Short exercise :: Lay out the lines below as a numbered list, skipping any blank lines.

Material for the task ::
***
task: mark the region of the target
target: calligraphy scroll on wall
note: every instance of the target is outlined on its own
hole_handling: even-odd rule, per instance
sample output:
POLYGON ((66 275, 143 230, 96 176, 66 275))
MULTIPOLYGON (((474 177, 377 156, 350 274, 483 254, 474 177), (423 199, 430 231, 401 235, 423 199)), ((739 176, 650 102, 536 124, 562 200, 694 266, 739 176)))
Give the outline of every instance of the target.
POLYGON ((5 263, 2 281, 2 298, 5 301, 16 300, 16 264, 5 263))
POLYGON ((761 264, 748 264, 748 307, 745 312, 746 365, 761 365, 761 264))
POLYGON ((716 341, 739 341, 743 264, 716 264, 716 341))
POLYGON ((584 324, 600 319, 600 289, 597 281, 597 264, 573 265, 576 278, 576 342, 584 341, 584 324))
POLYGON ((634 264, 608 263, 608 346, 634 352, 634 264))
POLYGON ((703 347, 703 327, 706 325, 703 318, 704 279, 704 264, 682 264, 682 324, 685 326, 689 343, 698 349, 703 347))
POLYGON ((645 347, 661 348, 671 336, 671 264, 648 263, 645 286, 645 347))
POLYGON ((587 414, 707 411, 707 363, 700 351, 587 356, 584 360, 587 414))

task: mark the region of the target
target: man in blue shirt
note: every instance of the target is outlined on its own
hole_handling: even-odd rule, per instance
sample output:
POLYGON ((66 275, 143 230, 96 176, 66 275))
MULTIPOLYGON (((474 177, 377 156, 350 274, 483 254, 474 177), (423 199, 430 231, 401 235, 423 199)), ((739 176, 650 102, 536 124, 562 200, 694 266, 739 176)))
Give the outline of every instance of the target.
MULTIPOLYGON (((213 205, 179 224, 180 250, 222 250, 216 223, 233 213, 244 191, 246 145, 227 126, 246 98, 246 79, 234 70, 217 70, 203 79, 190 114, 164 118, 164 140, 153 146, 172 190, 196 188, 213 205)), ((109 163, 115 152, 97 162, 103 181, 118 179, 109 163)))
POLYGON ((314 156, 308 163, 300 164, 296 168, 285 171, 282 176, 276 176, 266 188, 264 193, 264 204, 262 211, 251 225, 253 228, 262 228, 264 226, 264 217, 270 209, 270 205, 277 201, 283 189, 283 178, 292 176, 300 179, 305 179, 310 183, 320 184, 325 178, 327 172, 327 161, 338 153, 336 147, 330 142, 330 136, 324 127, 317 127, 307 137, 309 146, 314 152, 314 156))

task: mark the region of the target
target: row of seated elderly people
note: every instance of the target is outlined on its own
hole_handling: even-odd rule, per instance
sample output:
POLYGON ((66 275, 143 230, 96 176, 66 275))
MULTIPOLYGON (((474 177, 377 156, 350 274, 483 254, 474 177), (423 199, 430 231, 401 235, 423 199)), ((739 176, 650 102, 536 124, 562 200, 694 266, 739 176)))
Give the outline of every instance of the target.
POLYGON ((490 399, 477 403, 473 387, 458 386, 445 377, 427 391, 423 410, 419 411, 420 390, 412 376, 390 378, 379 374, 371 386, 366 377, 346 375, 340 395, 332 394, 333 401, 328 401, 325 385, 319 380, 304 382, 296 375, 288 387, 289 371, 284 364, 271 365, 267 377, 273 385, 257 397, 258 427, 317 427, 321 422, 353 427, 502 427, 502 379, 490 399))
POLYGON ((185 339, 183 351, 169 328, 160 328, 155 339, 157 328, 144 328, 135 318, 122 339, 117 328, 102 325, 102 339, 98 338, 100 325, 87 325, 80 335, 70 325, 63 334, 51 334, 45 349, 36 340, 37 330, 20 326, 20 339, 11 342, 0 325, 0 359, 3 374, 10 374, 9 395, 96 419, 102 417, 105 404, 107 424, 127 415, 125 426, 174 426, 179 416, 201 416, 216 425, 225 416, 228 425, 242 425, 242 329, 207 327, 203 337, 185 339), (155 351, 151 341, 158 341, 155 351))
***
Exercise answer ::
1. task: mark the region of the target
2. target: calligraphy scroll on wall
3. note: every instance of the target is outlined on its own
4. hole_handling: even-odd rule, per instance
5. sample output:
6. POLYGON ((66 275, 143 230, 96 176, 66 275))
7. MULTIPOLYGON (((474 177, 377 156, 350 274, 483 254, 474 177), (423 199, 430 231, 401 235, 423 199)), ((739 176, 650 102, 536 124, 562 200, 694 266, 739 176)))
8. Give the outline of every instance of the target.
9. POLYGON ((5 263, 2 281, 2 298, 5 301, 16 300, 16 264, 5 263))
10. POLYGON ((761 264, 748 264, 748 307, 745 312, 746 365, 761 365, 761 264))
11. POLYGON ((716 341, 739 341, 743 264, 716 264, 716 341))
12. POLYGON ((584 324, 600 319, 600 289, 597 281, 597 264, 573 265, 576 278, 576 342, 584 341, 584 324))
13. POLYGON ((634 264, 608 263, 608 346, 634 352, 634 264))
14. POLYGON ((703 347, 703 327, 706 325, 703 318, 704 279, 704 264, 682 264, 682 324, 685 326, 689 343, 698 349, 703 347))
15. POLYGON ((645 347, 661 348, 671 336, 671 264, 648 263, 645 286, 645 347))
16. POLYGON ((587 414, 707 411, 707 363, 700 351, 587 356, 584 360, 587 414))
17. task: mark the region of the target
18. target: man in blue shirt
19. note: every instance of the target is outlined on its own
20. hole_handling: even-odd rule, per instance
21. sample output:
22. POLYGON ((66 275, 143 230, 96 176, 66 275))
23. MULTIPOLYGON (((474 177, 377 156, 350 274, 483 254, 474 177), (423 199, 430 231, 401 235, 423 199)), ((739 176, 650 102, 536 124, 562 200, 694 266, 739 176)))
24. Give the outline of every instance of the target.
25. MULTIPOLYGON (((213 205, 179 224, 180 250, 222 250, 216 223, 233 213, 244 191, 246 145, 227 126, 246 98, 246 79, 234 70, 217 70, 203 79, 190 114, 164 118, 164 140, 153 146, 172 190, 196 188, 213 205)), ((109 163, 115 152, 97 162, 103 181, 118 179, 109 163)))
26. POLYGON ((314 156, 308 163, 300 164, 296 168, 285 171, 282 176, 276 176, 266 188, 264 193, 264 204, 262 211, 251 225, 253 228, 262 228, 264 226, 264 217, 270 209, 270 205, 277 201, 283 189, 283 178, 292 176, 300 179, 305 179, 310 183, 320 184, 325 178, 327 172, 327 161, 338 153, 336 147, 330 142, 330 136, 324 127, 317 127, 307 137, 309 146, 314 152, 314 156))
27. task: mark the region of the target
28. target: row of seated elderly people
29. note: every instance of the target is outlined on its own
30. hole_handling: even-odd rule, per instance
31. sample output:
32. POLYGON ((66 275, 143 230, 96 176, 66 275))
33. MULTIPOLYGON (((474 177, 377 156, 350 274, 483 254, 474 177), (423 199, 430 231, 401 235, 423 199)), ((739 176, 650 102, 536 124, 562 200, 694 266, 739 176)))
34. Give the outline of every instance of the target.
35. POLYGON ((490 399, 477 403, 473 387, 458 386, 445 377, 427 391, 423 410, 419 411, 420 390, 412 376, 390 378, 379 374, 371 386, 366 377, 346 375, 340 395, 332 394, 333 401, 328 401, 325 385, 319 380, 304 382, 296 375, 288 387, 289 371, 284 364, 271 365, 267 377, 273 385, 257 397, 258 427, 317 427, 321 422, 353 427, 502 427, 502 379, 490 399))
36. POLYGON ((185 339, 183 351, 169 328, 160 328, 155 339, 157 328, 144 328, 135 318, 122 339, 117 328, 102 325, 102 339, 98 338, 100 325, 87 325, 80 335, 70 325, 63 334, 51 334, 45 349, 36 340, 37 330, 20 326, 20 339, 11 342, 0 325, 0 359, 3 374, 10 374, 9 395, 96 419, 102 417, 105 404, 107 424, 127 415, 125 426, 174 426, 179 416, 201 416, 216 425, 225 416, 228 425, 242 425, 242 329, 207 327, 203 337, 185 339), (155 351, 151 341, 158 341, 155 351))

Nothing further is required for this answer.